▶ PROBLEM A: Reproduce word for word the part of the passage on media file encapsulation starting with "Embodiments of the" and going on through "effect is poor.".

▶ DOCUMENT EXCERPT:

----

Embodiments of the present disclosure relate to the technical field of video processing, and in particular to a method, apparatus and device for encapsulating a media file, and a storage medium.

Immersive media refer to media content which can bring immersive experience to consumers. The immersive media can be divided into three-Degree-of-Freedom (DoF) media, 3DoF+ media and 6DoF media according to the degree of freedom of a user when the user consumes the media content.

According to an existing video coded bitstream encapsulation mode, for a media file including panoramic picture items of multiple viewpoints, when a device for de-encapsulating a file is used for switching between the panoramic picture items of multiple viewpoints, the switching effect is poor.

The present disclosure provides a method, apparatus and device for encapsulating a media file, and a storage medium, and aims to improve the switching efficiency between panoramic pictures of multiple viewpoints.

----

▶ PROBLEM B: Present the entries starting with the line with "locate the white cloud in the photo above" and going on through the last line of the entries as a Markdown table with the columns Row and Line, numbering each row and leaving out blank lines.

----

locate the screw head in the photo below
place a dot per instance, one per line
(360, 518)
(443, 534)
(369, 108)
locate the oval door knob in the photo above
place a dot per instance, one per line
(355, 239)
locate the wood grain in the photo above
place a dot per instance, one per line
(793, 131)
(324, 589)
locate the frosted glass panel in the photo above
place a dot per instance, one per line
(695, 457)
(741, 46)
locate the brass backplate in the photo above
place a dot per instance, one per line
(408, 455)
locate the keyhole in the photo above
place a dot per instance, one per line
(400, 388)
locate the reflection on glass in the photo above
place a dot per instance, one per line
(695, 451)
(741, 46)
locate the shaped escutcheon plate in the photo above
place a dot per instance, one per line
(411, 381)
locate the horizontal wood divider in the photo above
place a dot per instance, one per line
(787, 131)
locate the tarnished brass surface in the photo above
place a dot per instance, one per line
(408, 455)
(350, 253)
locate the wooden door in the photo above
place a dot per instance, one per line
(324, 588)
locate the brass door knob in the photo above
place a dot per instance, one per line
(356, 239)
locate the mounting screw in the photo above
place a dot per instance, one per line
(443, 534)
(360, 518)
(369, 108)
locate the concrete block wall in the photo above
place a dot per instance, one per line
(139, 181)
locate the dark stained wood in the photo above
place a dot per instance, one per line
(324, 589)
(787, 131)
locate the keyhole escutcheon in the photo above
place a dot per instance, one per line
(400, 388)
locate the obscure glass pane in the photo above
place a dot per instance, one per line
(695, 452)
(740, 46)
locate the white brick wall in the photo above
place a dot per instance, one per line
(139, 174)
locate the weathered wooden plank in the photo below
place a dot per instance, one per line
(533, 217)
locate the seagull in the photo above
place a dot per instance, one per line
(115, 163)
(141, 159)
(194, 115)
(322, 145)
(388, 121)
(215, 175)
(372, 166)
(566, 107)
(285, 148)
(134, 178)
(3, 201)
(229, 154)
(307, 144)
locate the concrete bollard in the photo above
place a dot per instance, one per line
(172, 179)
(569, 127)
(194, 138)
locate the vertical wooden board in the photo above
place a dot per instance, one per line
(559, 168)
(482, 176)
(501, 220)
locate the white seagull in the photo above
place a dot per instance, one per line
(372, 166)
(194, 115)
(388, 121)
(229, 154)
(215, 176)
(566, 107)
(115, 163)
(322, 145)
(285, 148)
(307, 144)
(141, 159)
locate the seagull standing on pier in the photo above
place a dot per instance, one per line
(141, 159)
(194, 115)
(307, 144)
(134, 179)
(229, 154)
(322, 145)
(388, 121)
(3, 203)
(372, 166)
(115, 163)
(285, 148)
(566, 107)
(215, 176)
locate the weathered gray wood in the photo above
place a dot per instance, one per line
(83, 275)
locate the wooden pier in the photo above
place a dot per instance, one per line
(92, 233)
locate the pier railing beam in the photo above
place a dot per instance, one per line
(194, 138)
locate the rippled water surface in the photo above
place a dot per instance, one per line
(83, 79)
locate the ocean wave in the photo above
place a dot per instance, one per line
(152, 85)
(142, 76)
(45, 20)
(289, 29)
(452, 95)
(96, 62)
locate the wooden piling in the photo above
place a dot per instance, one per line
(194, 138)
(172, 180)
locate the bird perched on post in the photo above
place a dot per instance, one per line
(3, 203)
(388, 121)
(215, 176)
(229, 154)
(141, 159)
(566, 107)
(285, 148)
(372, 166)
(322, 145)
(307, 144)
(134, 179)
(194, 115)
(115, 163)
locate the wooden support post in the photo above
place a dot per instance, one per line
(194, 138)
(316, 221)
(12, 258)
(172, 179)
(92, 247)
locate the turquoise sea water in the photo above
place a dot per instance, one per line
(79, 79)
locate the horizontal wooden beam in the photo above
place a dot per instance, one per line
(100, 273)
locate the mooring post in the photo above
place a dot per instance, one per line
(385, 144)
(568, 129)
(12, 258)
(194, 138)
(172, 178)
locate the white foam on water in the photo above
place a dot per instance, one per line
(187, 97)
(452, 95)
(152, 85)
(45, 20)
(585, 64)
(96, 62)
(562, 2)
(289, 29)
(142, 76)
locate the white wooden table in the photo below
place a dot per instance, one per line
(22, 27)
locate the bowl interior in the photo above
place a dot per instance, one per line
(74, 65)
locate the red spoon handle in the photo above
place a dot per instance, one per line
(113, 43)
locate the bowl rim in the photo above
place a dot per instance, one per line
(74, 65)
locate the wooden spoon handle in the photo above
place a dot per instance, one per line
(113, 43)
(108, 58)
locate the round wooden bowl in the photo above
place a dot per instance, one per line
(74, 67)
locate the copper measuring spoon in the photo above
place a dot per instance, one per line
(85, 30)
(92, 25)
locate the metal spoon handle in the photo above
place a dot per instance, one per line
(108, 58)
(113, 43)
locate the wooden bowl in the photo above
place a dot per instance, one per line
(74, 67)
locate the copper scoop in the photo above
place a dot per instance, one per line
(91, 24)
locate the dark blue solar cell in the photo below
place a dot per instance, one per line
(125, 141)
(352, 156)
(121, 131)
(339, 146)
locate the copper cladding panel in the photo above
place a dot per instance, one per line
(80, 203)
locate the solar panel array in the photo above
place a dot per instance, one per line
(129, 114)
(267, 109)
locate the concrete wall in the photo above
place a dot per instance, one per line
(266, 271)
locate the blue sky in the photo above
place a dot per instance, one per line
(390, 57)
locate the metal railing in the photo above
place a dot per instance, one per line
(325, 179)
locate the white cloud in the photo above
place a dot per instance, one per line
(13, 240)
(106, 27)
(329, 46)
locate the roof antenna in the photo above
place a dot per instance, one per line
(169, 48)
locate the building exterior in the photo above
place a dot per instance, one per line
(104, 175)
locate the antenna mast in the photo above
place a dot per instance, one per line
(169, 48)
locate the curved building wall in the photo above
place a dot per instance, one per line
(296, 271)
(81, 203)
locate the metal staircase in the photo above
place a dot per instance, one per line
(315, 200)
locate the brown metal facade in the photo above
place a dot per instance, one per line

----

▶ RESULT A:
Embodiments of the present disclosure relate to the technical field of video processing, and in particular to a method, apparatus and device for encapsulating a media file, and a storage medium.

Immersive media refer to media content which can bring immersive experience to consumers. The immersive media can be divided into three-Degree-of-Freedom (DoF) media, 3DoF+ media and 6DoF media according to the degree of freedom of a user when the user consumes the media content.

According to an existing video coded bitstream encapsulation mode, for a media file including panoramic picture items of multiple viewpoints, when a device for de-encapsulating a file is used for switching between the panoramic picture items of multiple viewpoints, the switching effect is poor.

▶ RESULT B:
| Row | Line |
|---|---|
| 1 | locate the white cloud in the photo above |
| 2 | place a dot per instance, one per line |
| 3 | (13, 240) |
| 4 | (106, 27) |
| 5 | (329, 46) |
| 6 | locate the roof antenna in the photo above |
| 7 | place a dot per instance, one per line |
| 8 | (169, 48) |
| 9 | locate the building exterior in the photo above |
| 10 | place a dot per instance, one per line |
| 11 | (104, 175) |
| 12 | locate the antenna mast in the photo above |
| 13 | place a dot per instance, one per line |
| 14 | (169, 48) |
| 15 | locate the curved building wall in the photo above |
| 16 | place a dot per instance, one per line |
| 17 | (296, 271) |
| 18 | (81, 203) |
| 19 | locate the metal staircase in the photo above |
| 20 | place a dot per instance, one per line |
| 21 | (315, 200) |
| 22 | locate the brown metal facade in the photo above |
| 23 | place a dot per instance, one per line |